═════ Supplied material ═════
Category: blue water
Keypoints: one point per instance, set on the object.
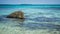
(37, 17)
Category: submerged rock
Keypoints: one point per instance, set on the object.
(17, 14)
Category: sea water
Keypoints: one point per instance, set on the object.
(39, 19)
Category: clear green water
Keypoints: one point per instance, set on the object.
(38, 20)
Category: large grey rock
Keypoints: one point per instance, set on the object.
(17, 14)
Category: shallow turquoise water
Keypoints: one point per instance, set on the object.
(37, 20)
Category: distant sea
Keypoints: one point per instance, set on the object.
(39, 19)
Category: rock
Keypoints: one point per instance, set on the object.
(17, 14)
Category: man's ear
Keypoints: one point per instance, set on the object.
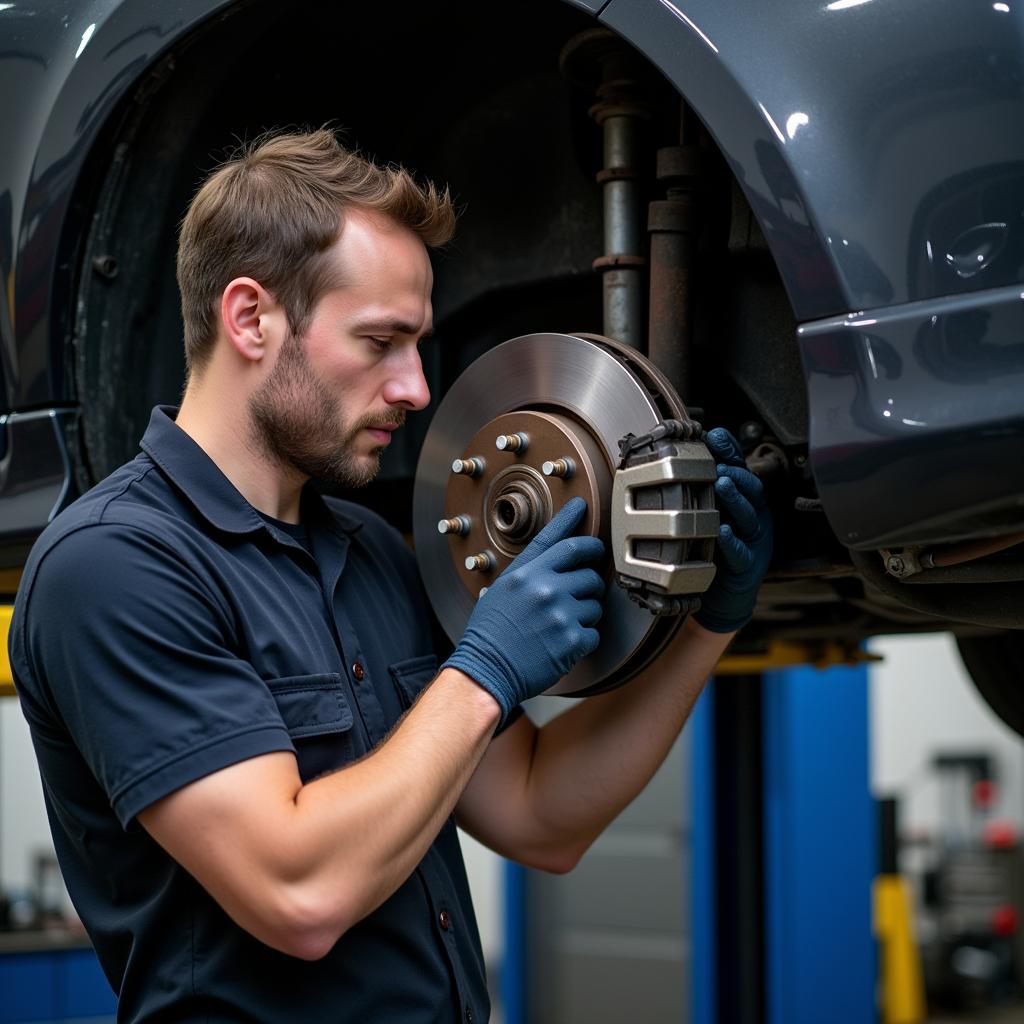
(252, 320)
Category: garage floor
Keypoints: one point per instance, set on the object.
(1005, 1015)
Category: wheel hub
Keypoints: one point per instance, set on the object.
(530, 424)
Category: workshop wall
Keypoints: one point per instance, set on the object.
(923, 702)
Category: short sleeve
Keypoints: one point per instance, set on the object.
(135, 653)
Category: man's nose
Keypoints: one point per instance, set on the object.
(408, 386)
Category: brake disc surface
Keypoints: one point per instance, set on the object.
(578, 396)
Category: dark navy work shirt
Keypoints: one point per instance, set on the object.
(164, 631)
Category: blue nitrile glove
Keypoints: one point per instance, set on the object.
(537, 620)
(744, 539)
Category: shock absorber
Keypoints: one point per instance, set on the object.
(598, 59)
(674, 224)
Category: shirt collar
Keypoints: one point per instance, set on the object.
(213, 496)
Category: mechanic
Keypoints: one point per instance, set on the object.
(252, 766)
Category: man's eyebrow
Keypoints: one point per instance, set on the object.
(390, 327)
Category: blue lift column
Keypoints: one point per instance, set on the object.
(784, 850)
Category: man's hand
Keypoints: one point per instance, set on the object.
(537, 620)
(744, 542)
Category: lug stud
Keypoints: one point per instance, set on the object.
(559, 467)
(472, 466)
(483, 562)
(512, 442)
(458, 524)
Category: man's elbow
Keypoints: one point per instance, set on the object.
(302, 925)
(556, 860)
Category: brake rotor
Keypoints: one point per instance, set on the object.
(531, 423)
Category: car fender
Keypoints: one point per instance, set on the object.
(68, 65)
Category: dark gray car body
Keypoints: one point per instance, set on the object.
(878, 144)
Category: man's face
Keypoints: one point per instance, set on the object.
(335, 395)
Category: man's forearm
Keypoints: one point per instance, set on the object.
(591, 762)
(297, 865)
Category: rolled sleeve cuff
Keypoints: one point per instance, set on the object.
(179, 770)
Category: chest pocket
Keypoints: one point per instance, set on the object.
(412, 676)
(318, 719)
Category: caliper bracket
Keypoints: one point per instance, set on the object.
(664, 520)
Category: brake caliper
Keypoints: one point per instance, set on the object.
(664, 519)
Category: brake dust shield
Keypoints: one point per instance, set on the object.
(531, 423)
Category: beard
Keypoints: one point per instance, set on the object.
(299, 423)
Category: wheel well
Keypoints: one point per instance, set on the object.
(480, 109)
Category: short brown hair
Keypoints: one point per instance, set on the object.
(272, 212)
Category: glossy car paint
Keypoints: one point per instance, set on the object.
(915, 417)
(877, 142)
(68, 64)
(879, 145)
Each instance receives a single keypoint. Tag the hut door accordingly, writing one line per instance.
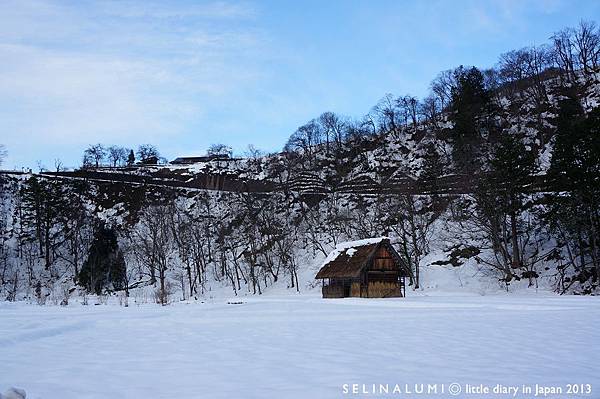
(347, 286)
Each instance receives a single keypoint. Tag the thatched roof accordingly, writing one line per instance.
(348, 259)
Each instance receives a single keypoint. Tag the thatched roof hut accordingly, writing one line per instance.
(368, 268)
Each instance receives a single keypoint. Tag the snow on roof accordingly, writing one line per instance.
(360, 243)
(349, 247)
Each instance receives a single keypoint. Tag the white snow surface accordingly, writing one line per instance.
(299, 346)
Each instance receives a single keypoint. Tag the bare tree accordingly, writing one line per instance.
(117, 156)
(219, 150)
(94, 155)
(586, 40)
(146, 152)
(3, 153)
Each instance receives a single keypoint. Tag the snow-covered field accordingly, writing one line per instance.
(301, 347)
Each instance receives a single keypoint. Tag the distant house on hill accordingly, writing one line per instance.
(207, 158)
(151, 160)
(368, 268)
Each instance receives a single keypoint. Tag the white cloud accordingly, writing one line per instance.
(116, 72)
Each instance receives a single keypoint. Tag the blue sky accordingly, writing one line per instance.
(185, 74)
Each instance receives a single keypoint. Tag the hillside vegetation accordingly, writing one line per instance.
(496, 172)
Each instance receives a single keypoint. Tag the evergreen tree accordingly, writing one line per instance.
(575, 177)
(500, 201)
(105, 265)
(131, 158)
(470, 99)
═════
# [What is needed]
Output all the entries exactly, minus any pictures.

# [Task solution]
Category: blue water
Keypoints: one point per instance, set on the object.
(37, 17)
Category: submerged rock
Keypoints: one point per instance, set on the object.
(17, 14)
Category: sea water
Keypoints: one point per instance, set on the object.
(39, 19)
Category: clear green water
Keypoints: one point per instance, set on the object.
(38, 20)
Category: large grey rock
Keypoints: one point per instance, set on the object.
(17, 14)
Category: shallow turquoise water
Keypoints: one point per instance, set on the object.
(37, 20)
Category: distant sea
Keypoints: one point per instance, set on the object.
(39, 19)
Category: rock
Keypoints: one point per instance, set on the object.
(17, 14)
Category: man's ear
Keypoints: one point per instance, set on the object.
(252, 320)
Category: garage floor
Keypoints: one point per instance, set on the object.
(1005, 1015)
Category: wheel hub
Keypoints: one point per instance, set on the object.
(530, 424)
Category: workshop wall
Keypoints: one point per instance, set on the object.
(923, 702)
Category: short sleeve
Keypoints: one point per instance, set on the object.
(135, 653)
Category: man's nose
Keypoints: one point per instance, set on the object.
(408, 386)
Category: brake disc surface
Keypoints: one point per instance, set on the object.
(578, 396)
Category: dark navy work shirt
Keypoints: one point per instance, set on the object.
(164, 631)
Category: blue nitrile glove
Keypoints: one point per instance, set on the object.
(537, 620)
(744, 539)
Category: shock absorber
Keypoints: one point per instance, set on the object.
(598, 59)
(674, 224)
Category: shirt collar
Keypoints: one point per instance, set on the object.
(213, 496)
Category: mechanic
Keypoints: one point per instance, set on the object.
(252, 766)
Category: man's eyebrow
Keypoints: one point per instance, set on the object.
(390, 327)
Category: blue lift column
Keypoints: one point per instance, set on the object.
(784, 850)
Category: man's hand
Keypoints: one point per instance, set on the object.
(537, 620)
(744, 542)
Category: lug stud
Keypoints: one point per instance, set on the object.
(559, 467)
(472, 466)
(483, 562)
(512, 442)
(458, 524)
Category: man's elbow
Keypoints: one point per instance, set on the object.
(302, 925)
(556, 860)
Category: brake rotor
Keypoints: one point per instance, set on the object.
(531, 423)
Category: car fender
Keypoints: one point per instance, set on the object.
(68, 65)
Category: dark gray car body
Keypoints: one point per instance, set on the object.
(878, 144)
Category: man's face
Keypoints: one point per instance, set on the object.
(335, 395)
Category: man's forearm
Keypoints: one point per instance, set on the object.
(591, 762)
(297, 865)
Category: rolled sleeve cuff
Keypoints: one point per instance, set on the object.
(179, 770)
Category: chest pocket
Keypoints: one point per instance, set on the object.
(412, 676)
(318, 719)
Category: caliper bracket
Keypoints: one point per instance, set on the object.
(664, 520)
Category: brake caliper
Keypoints: one point per instance, set on the object.
(664, 519)
Category: brake dust shield
Keypoints: one point per instance, set on the object.
(531, 423)
Category: beard
Keypoints: one point per instance, set on the object.
(299, 423)
Category: wheel well
Keypoints: one point per instance, set on the object.
(480, 109)
Category: short brown hair
Keypoints: one point per instance, set on the object.
(272, 212)
Category: glossy car paint
Keypoints: one point per instance, set on the object.
(915, 417)
(877, 142)
(68, 64)
(879, 145)
Each instance receives a single keypoint. Tag the hut door accordingly, writing one line per instance.
(347, 286)
Each instance receives a single keypoint. Tag the thatched roof accordingly, writing one line per instance.
(348, 259)
Each instance receives a single keypoint. Tag the thatched roof hut accordingly, writing one line per instance.
(368, 268)
Each instance receives a single keypoint. Tag the snow on roof accordingly, writing one line per instance.
(360, 243)
(349, 247)
Each instance receives a single keypoint. Tag the white snow surface accordingly, writing one line per instance.
(299, 346)
Each instance receives a single keypoint. Tag the bare tree accordingly, writing one line per instance.
(117, 156)
(219, 150)
(94, 155)
(586, 40)
(146, 152)
(3, 153)
Each instance receives a single keypoint. Tag the snow-covered field accordingly, writing one line per instance.
(301, 347)
Each instance receives a single keypoint. Tag the distant house on hill accordingly, writing one line per instance.
(207, 158)
(151, 160)
(368, 268)
Each instance receives a single keypoint. Tag the white cloud accordingly, writing one line per instance.
(116, 72)
Each instance receives a single keypoint. Tag the blue sky accordingly, writing one line per instance.
(185, 74)
Each instance receives a single keypoint. Tag the hillside vegetation accordingly, writing one line per instance.
(496, 172)
Each instance receives a single keypoint. Tag the evergreen tree accordingly, writing one line per instance.
(575, 177)
(500, 201)
(105, 265)
(131, 158)
(470, 99)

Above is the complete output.